TASK BRIEF:
Please switch "curved road" to "winding road" in the data below and return it with everything else unchanged.

DATA SUPPLIED:
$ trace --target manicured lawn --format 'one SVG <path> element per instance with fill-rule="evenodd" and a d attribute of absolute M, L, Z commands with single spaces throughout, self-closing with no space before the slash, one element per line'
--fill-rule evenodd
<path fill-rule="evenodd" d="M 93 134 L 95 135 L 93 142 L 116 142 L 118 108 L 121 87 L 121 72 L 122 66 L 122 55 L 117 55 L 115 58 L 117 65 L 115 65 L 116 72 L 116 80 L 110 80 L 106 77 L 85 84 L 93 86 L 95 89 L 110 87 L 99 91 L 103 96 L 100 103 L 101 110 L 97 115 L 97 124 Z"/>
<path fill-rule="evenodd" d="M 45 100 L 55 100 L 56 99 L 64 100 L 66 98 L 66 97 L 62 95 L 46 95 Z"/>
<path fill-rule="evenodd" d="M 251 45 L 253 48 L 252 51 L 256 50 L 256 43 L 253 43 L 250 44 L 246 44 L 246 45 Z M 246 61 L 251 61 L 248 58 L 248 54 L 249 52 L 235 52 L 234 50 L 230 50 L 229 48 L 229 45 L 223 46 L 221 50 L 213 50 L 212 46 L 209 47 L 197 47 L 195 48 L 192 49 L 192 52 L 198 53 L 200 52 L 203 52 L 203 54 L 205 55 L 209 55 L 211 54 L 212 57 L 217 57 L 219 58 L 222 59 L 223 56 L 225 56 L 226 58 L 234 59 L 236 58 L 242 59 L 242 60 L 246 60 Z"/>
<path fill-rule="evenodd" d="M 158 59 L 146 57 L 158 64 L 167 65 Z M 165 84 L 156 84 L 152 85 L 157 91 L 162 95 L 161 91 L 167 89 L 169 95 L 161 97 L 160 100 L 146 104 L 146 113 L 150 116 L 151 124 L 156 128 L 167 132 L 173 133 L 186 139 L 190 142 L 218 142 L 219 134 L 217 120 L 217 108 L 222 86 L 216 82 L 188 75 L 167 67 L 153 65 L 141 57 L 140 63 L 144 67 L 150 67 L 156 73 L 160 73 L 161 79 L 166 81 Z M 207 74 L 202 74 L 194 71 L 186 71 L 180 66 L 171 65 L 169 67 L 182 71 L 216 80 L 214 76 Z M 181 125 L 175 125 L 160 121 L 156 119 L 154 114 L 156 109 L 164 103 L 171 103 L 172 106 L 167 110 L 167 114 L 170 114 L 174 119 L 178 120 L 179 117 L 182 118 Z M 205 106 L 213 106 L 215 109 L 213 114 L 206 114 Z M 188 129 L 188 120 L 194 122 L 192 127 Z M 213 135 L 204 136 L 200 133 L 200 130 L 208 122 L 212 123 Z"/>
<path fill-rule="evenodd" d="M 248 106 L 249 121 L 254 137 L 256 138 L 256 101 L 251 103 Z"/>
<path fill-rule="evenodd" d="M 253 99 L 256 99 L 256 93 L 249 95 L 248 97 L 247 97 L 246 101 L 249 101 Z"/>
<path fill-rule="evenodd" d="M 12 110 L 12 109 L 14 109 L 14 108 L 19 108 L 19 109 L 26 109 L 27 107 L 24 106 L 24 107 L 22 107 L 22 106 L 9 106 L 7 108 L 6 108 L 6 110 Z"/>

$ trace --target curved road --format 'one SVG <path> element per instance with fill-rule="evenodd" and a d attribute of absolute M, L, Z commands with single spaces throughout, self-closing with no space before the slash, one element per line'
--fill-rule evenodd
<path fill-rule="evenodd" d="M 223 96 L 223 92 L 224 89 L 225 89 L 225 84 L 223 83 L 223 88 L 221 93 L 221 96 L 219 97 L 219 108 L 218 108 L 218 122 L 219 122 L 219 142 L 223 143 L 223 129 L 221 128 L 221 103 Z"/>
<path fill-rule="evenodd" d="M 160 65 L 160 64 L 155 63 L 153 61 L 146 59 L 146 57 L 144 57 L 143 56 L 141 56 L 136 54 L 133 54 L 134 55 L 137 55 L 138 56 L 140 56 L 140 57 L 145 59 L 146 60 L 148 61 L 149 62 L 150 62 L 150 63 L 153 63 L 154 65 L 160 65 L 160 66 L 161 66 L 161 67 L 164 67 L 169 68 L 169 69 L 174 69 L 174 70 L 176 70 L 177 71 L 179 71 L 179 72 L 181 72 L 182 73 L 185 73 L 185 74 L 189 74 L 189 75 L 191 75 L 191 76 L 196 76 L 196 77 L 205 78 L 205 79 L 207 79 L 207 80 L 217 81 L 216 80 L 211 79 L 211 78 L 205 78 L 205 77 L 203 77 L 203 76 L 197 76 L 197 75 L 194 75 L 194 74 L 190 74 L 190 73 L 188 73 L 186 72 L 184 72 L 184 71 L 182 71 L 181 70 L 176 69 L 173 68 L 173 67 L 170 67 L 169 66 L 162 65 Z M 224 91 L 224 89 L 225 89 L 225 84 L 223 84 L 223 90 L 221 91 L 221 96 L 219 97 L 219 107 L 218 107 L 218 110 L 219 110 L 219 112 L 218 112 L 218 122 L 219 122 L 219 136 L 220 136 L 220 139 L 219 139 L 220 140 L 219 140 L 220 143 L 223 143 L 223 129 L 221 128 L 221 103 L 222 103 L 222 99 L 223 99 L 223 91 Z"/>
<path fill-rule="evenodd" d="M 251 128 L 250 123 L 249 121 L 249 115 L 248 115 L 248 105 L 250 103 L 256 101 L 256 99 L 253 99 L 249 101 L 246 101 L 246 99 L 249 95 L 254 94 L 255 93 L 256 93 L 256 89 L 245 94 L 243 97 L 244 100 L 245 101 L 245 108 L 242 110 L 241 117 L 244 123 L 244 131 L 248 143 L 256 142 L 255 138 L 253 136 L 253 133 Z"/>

CORRECT RESPONSE:
$ trace --target manicured lawn --format 'one SVG <path> element per instance with fill-rule="evenodd" and a d attribute of absolute M, L, Z commands with single spaces throughout, self-closing with no space before the slash, one element per line'
--fill-rule evenodd
<path fill-rule="evenodd" d="M 93 134 L 95 135 L 93 142 L 116 142 L 118 108 L 121 87 L 121 72 L 122 66 L 122 55 L 117 55 L 115 58 L 117 65 L 115 65 L 116 72 L 116 80 L 110 80 L 106 77 L 85 84 L 93 86 L 95 89 L 110 87 L 99 91 L 103 96 L 100 103 L 101 110 L 97 115 L 97 124 Z"/>
<path fill-rule="evenodd" d="M 45 100 L 55 100 L 56 99 L 64 100 L 66 98 L 66 97 L 62 95 L 46 95 Z"/>
<path fill-rule="evenodd" d="M 251 45 L 253 48 L 252 51 L 256 50 L 256 43 L 253 43 L 250 44 L 246 44 L 246 45 Z M 246 61 L 251 61 L 248 58 L 248 54 L 249 52 L 235 52 L 234 50 L 230 50 L 229 48 L 229 45 L 223 46 L 221 50 L 213 50 L 212 46 L 209 47 L 197 47 L 195 48 L 192 49 L 192 52 L 198 53 L 200 52 L 203 52 L 203 54 L 205 55 L 209 55 L 211 54 L 212 57 L 217 57 L 219 58 L 222 59 L 223 56 L 225 56 L 226 58 L 234 59 L 236 58 L 242 59 L 242 60 L 246 60 Z"/>
<path fill-rule="evenodd" d="M 158 59 L 146 57 L 158 64 L 167 65 Z M 165 84 L 156 84 L 152 85 L 157 91 L 162 95 L 161 91 L 167 89 L 169 95 L 161 97 L 160 100 L 146 104 L 146 113 L 150 116 L 151 124 L 156 128 L 167 132 L 173 133 L 186 139 L 190 142 L 218 142 L 219 134 L 217 120 L 217 108 L 222 86 L 216 82 L 188 75 L 167 67 L 153 65 L 141 57 L 140 63 L 144 67 L 150 67 L 156 73 L 160 73 L 161 79 L 166 81 Z M 207 74 L 202 74 L 194 71 L 186 71 L 180 66 L 171 65 L 169 67 L 182 71 L 216 80 L 214 76 Z M 181 125 L 175 125 L 160 121 L 156 119 L 154 114 L 156 109 L 164 103 L 171 103 L 172 106 L 167 110 L 167 114 L 170 114 L 174 119 L 178 120 L 179 117 L 182 118 Z M 205 106 L 213 106 L 215 109 L 213 114 L 206 114 Z M 188 129 L 188 120 L 194 122 L 192 127 Z M 213 135 L 204 136 L 200 133 L 200 130 L 208 122 L 212 123 Z"/>
<path fill-rule="evenodd" d="M 248 106 L 249 121 L 254 137 L 256 138 L 256 101 L 251 103 Z"/>
<path fill-rule="evenodd" d="M 253 99 L 256 99 L 256 93 L 249 95 L 248 97 L 247 97 L 246 101 L 249 101 Z"/>
<path fill-rule="evenodd" d="M 12 110 L 12 109 L 14 109 L 14 108 L 19 108 L 19 109 L 26 109 L 27 107 L 24 106 L 24 107 L 22 107 L 22 106 L 9 106 L 7 108 L 6 108 L 6 110 Z"/>

$ trace --target winding road --format 'one SVG <path> element per instance with fill-rule="evenodd" and a d attribute of absolute M, L, Z commands with single spaces throughout, self-closing with no space before the slash, one element per line'
--fill-rule evenodd
<path fill-rule="evenodd" d="M 223 96 L 223 92 L 224 89 L 225 89 L 225 84 L 223 83 L 223 88 L 221 93 L 221 96 L 219 97 L 219 108 L 218 108 L 218 122 L 219 122 L 219 142 L 223 143 L 223 129 L 221 128 L 221 103 Z"/>
<path fill-rule="evenodd" d="M 160 65 L 160 64 L 155 63 L 153 61 L 146 59 L 146 57 L 144 57 L 143 56 L 141 56 L 136 54 L 133 54 L 134 55 L 137 55 L 138 56 L 140 56 L 140 57 L 145 59 L 146 60 L 148 61 L 149 62 L 150 62 L 150 63 L 153 63 L 154 65 L 160 65 L 160 66 L 161 66 L 161 67 L 164 67 L 169 68 L 169 69 L 174 69 L 174 70 L 176 70 L 177 71 L 179 71 L 179 72 L 181 72 L 182 73 L 185 73 L 185 74 L 189 74 L 189 75 L 191 75 L 191 76 L 196 76 L 196 77 L 205 78 L 205 79 L 207 79 L 207 80 L 217 81 L 216 80 L 211 79 L 211 78 L 205 78 L 205 77 L 203 77 L 203 76 L 197 76 L 197 75 L 194 75 L 194 74 L 190 74 L 190 73 L 188 73 L 186 72 L 184 72 L 184 71 L 182 71 L 181 70 L 176 69 L 173 68 L 173 67 L 170 67 L 169 66 L 162 65 Z M 224 91 L 224 89 L 225 89 L 225 84 L 223 84 L 223 90 L 221 91 L 221 96 L 219 97 L 219 107 L 218 107 L 218 110 L 219 110 L 219 112 L 218 112 L 218 122 L 219 122 L 219 136 L 220 136 L 220 139 L 219 139 L 220 140 L 219 140 L 220 143 L 223 143 L 223 129 L 221 128 L 221 103 L 222 103 L 222 99 L 223 99 L 223 91 Z"/>
<path fill-rule="evenodd" d="M 251 128 L 250 123 L 249 121 L 249 115 L 248 115 L 248 105 L 250 103 L 256 101 L 256 99 L 253 99 L 249 101 L 246 101 L 246 99 L 249 95 L 254 94 L 255 93 L 256 93 L 256 89 L 245 94 L 243 97 L 244 100 L 245 101 L 245 108 L 242 110 L 241 117 L 244 123 L 244 131 L 248 143 L 256 142 L 255 138 L 253 136 L 253 133 Z"/>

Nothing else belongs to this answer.